(Stored records)

---+---

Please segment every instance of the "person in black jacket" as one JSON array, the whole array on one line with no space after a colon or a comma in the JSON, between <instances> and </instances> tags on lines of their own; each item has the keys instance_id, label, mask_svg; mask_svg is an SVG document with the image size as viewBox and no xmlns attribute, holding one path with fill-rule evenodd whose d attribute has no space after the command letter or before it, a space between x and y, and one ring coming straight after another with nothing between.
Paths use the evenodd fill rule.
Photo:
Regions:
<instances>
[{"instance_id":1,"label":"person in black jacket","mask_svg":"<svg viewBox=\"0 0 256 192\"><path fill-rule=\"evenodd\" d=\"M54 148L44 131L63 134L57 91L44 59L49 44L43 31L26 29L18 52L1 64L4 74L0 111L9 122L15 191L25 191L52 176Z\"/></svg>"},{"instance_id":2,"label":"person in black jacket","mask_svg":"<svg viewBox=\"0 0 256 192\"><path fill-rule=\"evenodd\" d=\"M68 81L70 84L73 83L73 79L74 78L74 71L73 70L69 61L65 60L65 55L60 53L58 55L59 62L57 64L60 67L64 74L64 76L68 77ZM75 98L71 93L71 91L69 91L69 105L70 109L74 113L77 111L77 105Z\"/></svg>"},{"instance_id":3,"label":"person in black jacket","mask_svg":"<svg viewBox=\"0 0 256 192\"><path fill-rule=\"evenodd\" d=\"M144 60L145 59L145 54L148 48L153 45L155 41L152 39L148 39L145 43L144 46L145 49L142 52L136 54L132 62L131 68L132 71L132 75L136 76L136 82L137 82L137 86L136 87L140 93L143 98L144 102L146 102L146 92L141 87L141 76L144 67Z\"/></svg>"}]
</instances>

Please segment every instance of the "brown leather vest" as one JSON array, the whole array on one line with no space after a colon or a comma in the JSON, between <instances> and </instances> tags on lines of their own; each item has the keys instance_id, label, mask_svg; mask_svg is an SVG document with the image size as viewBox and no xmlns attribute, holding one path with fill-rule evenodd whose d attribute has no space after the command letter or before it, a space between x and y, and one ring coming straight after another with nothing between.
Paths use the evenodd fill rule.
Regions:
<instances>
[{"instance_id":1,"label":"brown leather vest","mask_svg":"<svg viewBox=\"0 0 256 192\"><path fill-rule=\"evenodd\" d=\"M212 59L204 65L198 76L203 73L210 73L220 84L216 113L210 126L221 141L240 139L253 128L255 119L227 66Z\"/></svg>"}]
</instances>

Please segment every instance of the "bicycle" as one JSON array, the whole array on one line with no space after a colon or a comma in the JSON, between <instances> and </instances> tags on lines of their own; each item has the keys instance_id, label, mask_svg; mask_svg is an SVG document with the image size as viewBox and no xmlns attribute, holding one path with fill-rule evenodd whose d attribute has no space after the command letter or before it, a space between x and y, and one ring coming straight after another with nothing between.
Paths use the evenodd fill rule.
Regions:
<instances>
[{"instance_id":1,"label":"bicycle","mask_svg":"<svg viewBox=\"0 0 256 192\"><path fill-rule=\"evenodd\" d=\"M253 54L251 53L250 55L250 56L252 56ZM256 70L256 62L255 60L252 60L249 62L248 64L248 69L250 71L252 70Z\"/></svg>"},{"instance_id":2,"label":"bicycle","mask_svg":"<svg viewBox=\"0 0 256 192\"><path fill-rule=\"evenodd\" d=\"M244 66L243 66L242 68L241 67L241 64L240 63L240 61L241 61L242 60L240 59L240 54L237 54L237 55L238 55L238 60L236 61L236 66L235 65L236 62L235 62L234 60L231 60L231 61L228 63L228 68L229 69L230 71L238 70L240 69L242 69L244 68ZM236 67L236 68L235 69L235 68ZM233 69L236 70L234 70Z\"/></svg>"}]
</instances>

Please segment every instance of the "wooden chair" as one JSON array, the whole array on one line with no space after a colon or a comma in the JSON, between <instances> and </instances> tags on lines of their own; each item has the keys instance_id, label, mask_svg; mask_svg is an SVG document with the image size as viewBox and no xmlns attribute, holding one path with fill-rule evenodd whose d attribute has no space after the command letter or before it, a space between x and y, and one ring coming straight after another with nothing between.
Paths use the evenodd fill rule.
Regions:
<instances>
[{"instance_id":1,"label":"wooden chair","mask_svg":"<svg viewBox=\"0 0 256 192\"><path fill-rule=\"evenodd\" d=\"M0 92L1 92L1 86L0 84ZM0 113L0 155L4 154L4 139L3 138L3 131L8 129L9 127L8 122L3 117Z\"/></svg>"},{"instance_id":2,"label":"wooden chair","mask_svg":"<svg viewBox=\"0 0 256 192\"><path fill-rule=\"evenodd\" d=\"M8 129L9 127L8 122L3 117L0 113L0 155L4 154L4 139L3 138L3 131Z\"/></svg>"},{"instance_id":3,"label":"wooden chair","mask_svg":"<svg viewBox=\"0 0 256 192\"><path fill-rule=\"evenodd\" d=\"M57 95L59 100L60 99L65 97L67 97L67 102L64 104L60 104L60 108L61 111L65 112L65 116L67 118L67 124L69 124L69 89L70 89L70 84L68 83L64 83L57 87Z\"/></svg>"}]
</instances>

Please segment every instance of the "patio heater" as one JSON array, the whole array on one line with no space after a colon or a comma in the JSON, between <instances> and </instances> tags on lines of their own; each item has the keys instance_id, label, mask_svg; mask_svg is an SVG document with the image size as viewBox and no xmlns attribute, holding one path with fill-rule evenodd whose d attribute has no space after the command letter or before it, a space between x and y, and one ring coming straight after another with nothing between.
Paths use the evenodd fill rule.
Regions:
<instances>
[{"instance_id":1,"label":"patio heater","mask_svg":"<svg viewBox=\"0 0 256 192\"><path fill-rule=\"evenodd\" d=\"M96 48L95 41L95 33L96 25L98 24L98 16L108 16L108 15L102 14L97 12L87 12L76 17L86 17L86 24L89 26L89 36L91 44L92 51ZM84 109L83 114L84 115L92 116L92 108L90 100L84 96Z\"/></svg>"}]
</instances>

---+---

* Directions for this task *
Copy out each line of the records above that contains the string "vest".

* Task response *
Please segment every instance of the "brown leather vest" as one JSON array, the whole array on one line with no space after a colon or a comma in the JSON, between <instances> and </instances> tags on lines of their own; each item has the keys instance_id, label, mask_svg; mask_svg is an SVG document with the image size as viewBox and no xmlns attribute, holding one path with fill-rule evenodd whose d attribute has no space after the command letter or before it, a space between x and y, and one ring coming straight after another with nothing between.
[{"instance_id":1,"label":"brown leather vest","mask_svg":"<svg viewBox=\"0 0 256 192\"><path fill-rule=\"evenodd\" d=\"M212 59L204 65L198 76L203 73L210 73L220 84L216 113L210 126L221 141L240 139L253 128L255 119L227 66Z\"/></svg>"}]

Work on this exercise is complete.